*Task brief*
Retype the records below exactly as they appear.

---- Excerpted data

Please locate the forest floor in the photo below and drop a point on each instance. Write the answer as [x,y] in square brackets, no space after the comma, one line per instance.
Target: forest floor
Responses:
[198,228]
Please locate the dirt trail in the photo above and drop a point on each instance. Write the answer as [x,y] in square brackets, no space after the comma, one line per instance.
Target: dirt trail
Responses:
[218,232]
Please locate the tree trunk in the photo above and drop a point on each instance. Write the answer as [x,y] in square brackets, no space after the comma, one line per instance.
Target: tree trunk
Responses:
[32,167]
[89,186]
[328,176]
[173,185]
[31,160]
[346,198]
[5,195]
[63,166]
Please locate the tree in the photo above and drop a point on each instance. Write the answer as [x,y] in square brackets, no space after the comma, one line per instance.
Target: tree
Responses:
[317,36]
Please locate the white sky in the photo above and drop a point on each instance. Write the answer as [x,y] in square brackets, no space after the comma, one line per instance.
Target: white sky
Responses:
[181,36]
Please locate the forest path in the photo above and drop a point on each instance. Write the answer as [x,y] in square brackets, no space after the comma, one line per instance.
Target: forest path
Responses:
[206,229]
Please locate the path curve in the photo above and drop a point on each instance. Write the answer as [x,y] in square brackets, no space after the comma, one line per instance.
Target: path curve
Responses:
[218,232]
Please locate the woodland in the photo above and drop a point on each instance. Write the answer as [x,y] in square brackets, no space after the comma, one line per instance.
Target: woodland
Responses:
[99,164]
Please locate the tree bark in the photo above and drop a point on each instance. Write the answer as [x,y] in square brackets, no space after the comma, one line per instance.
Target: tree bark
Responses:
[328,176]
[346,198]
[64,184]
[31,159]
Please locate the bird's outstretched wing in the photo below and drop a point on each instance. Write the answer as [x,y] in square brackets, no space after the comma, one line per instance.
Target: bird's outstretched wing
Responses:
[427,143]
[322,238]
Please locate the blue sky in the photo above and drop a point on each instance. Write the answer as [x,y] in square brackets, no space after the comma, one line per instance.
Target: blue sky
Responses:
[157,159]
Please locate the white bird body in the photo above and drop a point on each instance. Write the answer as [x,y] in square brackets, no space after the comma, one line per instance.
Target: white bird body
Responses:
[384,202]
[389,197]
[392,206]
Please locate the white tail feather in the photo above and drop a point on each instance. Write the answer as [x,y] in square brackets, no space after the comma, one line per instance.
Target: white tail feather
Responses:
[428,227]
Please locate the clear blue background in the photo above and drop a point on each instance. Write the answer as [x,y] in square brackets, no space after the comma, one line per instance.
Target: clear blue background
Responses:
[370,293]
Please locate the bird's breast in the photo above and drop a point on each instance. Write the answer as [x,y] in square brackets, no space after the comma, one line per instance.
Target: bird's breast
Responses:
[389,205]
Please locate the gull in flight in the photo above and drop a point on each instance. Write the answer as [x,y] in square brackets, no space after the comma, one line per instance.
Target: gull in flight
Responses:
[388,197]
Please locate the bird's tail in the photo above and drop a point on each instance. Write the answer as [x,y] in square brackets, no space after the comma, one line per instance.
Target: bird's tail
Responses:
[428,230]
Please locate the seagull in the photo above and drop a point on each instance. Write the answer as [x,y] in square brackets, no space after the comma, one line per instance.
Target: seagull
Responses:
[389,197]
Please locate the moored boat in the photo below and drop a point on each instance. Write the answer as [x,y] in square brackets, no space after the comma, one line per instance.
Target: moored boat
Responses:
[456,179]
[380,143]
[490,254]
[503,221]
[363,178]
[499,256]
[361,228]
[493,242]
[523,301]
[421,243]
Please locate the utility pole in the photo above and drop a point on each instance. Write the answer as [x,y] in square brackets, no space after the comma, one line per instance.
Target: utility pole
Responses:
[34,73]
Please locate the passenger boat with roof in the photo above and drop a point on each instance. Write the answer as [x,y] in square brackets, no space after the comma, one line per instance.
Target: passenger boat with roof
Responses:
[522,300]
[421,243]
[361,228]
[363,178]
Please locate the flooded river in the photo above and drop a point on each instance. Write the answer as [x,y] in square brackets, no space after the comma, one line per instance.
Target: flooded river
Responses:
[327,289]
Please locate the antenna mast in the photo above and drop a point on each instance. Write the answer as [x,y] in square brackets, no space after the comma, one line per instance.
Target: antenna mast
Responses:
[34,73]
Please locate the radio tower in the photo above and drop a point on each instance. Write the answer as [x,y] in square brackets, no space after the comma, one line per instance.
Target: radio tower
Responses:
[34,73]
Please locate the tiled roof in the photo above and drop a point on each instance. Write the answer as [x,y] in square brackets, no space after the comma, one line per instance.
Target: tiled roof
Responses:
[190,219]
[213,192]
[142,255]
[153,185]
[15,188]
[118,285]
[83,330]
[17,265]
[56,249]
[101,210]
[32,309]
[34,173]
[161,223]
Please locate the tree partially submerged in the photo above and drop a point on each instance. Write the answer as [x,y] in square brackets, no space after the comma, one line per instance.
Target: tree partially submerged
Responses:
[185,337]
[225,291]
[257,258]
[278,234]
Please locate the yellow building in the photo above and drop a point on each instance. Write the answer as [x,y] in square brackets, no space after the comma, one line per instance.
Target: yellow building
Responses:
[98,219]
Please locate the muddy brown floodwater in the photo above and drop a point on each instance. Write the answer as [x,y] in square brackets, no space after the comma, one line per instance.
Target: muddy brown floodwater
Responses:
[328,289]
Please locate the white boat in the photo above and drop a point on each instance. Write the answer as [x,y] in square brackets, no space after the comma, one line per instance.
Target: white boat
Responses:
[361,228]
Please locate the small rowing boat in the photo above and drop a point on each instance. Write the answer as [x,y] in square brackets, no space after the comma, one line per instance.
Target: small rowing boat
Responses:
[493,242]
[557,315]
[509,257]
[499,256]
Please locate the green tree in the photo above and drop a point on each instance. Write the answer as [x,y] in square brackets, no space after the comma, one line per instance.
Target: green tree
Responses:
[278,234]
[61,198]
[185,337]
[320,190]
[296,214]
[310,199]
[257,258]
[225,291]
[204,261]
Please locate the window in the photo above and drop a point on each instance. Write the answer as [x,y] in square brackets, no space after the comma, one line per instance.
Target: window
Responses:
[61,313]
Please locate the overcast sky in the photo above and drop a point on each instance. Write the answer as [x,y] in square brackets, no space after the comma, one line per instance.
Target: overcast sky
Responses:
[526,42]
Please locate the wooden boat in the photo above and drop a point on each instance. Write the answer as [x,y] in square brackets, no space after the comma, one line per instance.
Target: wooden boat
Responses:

--------

*Problem solution*
Please locate the forest floor in the photo below and drop a point on each instance. Write the answer as [x,y] in square brackets, no space after the comma, one line per instance.
Target: forest floor
Responses:
[198,228]
Please locate the dirt trail in the photo above and drop a point on each instance. Write the answer as [x,y] in square brackets, no space after the comma, one line per instance.
Target: dirt trail
Responses:
[218,232]
Please locate the tree trunk in the photo above and drop a point on each instance. Write the answer as [x,y] in square brackets, no space after the comma, one line per instance.
Target: tree trunk
Responses:
[32,167]
[89,186]
[328,176]
[173,185]
[31,160]
[346,198]
[5,195]
[63,166]
Please locate the tree in the photo above and drop a point on each instance. Write the answer as [x,y] in square brackets, no space after the comma, one line per instance.
Target: tree
Responses:
[317,36]
Please locate the white sky in the photo above and drop a point on each instance. Write the answer as [x,y] in square brackets, no space after the comma, one line per instance.
Target: white sky
Responses:
[181,36]
Please locate the forest path in the photo above and drop a point on each instance. Write the answer as [x,y] in square brackets, no space after the comma, one line per instance.
Target: forest path
Responses:
[206,229]
Please locate the path curve in the photo above and drop a point on each instance. Write the answer as [x,y] in square brackets, no space after the comma, one line per instance.
Target: path curve
Responses:
[218,232]
Please locate the woodland in the photo above and drop a point on each instance. Write the answer as [x,y] in square brackets, no space after the comma, one line per instance.
Target: woodland
Responses:
[99,164]
Please locate the tree bark in the photo above and drop a point on each instance. Write the answer as [x,y] in square brackets, no space after the comma, one line per instance.
Target: tree bark
Responses:
[328,176]
[346,198]
[64,184]
[31,159]
Please locate the bird's outstretched wing in the photo below and drop a point on each instance. Write the answer as [x,y] in square brackets, no space after the comma, one line per instance.
Target: bird's outstretched wing
Responses:
[427,143]
[322,238]
Please locate the blue sky in the photo above and drop a point on each instance. Write the answer as [x,y] in square brackets, no space after the comma, one line per instance.
Target: blue sky
Responses:
[157,159]
Please locate the white bird body in the photo above and drop a point on each instance. Write the answer as [x,y] in square brackets, no space after the comma, one line per instance.
Target: white bird body
Responses:
[384,202]
[389,197]
[392,206]
Please locate the white tail feather in the photo above and drop a point on each instance. Write the answer as [x,y] in square brackets, no space after the comma, one line per instance.
Target: white tail feather
Responses:
[428,227]
Please locate the clear blue background in the photo above and drop a point on each instance. Write the answer as [x,y] in square brackets, no space after the comma, one line per instance.
Target: clear blue background
Responses:
[370,293]
Please locate the bird's breast in the photo above and drop a point on each instance. Write the answer as [x,y] in square brackets, no space after the comma, one line per instance.
Target: bird's breast
Responses:
[389,205]
Please locate the gull in flight in the photo above and drop a point on each instance. Write the answer as [x,y] in square brackets, no space after the comma, one line per instance.
Target: gull in flight
Responses:
[388,197]
Please locate the bird's tail in the photo above and drop a point on each instance. Write the answer as [x,y] in square brackets, no space after the comma, one line per instance.
Target: bird's tail
Responses:
[428,230]
Please locate the seagull in the photo above and drop a point on each instance. Write the answer as [x,y] in square brackets, no space after the comma, one line per instance.
Target: seagull
Responses:
[389,197]
Please locate the moored boat in the photo below and drop a point on each instance. Write the answer as [x,y] in square brackets, no space after the comma, one line per instance.
Target: moored boat
Responses:
[456,179]
[380,143]
[490,254]
[503,221]
[363,178]
[499,256]
[361,228]
[493,242]
[523,301]
[421,243]
Please locate the utility pole in the photo above and drop a point on each instance. Write the answer as [x,y] in square brackets, no space after the comma, one line per instance.
Target: utility pole
Responses:
[34,73]
Please locate the passenger boat with roof in the photo above and drop a point on each instance. Write the answer as [x,y] in square brackets, no space after the comma, one line per instance.
Target: passenger boat with roof
Responses:
[522,300]
[421,243]
[361,228]
[363,178]
Please locate the flooded river in the photo above and drop a point on each instance. Write the answer as [x,y] in square brackets, no space after the comma, one line per instance.
Target: flooded river
Responses:
[327,289]
Please locate the antenna mast in the photo above and drop a point on each instance. Write the answer as [x,y] in square brackets, no space after the comma, one line per instance.
Target: antenna mast
Responses:
[34,73]
Please locate the radio tower in the photo above and drop a point on each instance. Write the answer as [x,y] in square brackets, no space after the comma, one line per instance.
Target: radio tower
Responses:
[34,73]
Please locate the tiled roof in the photo above and drop a point on each instance. Write the answer as [x,y] in square brackets, no space after the comma, one line per instance.
Target: tiled roof
Responses:
[190,219]
[213,192]
[142,255]
[153,185]
[15,188]
[118,285]
[83,330]
[17,265]
[56,249]
[101,210]
[32,309]
[34,173]
[161,223]
Please locate the tree partially submerged in the photo above and drop a point on each instance. Write the answer as [x,y] in square brackets, no space after the comma, one line per instance.
Target: tree partially submerged
Responses:
[185,337]
[225,291]
[257,258]
[278,234]
Please locate the yellow building in the photo above and drop a point on each instance. Write the answer as [x,y] in square brackets, no space after the comma, one line per instance.
Target: yellow building
Responses:
[98,219]
Please locate the muddy brown floodwater in the photo above and drop a point on each instance. Write the answer as [x,y] in square brackets, no space after the comma, one line per instance.
Target: muddy brown floodwater
Responses:
[328,289]
Please locate the white boat in the photo above and drop a point on each instance. Write the answer as [x,y] in square brackets, no space after the comma, one line per instance.
Target: white boat
Responses:
[361,228]
Please locate the small rowing boat in the photo above and drop a point on each instance. Write the answer as [x,y] in square brackets, no space after the comma, one line per instance.
Target: small rowing boat
Responses:
[493,242]
[557,315]
[509,257]
[499,256]
Please locate the green tree in the photo above and drop a point on each instance. Write the answer as [x,y] in square brackets, no space after the comma, one line per instance.
Target: green tree
Responses:
[278,234]
[61,198]
[185,337]
[320,190]
[296,214]
[310,199]
[257,258]
[225,291]
[204,261]
Please locate the window in the photo above and drop a point on each instance. Write the answer as [x,y] in square brackets, no space after the comma, one line per instance.
Target: window
Responses:
[61,313]
Please locate the overcast sky in the photo above and drop a point on each instance. Write the answer as [x,y] in square brackets, no space after the comma, one line per instance.
Target: overcast sky
Responses:
[526,42]
Please locate the wooden boat in the photo above and drop a point on each instance. Write the answer as [x,y] in square brackets, no space after the comma, one line per instance.
Target: wooden boat
Responses:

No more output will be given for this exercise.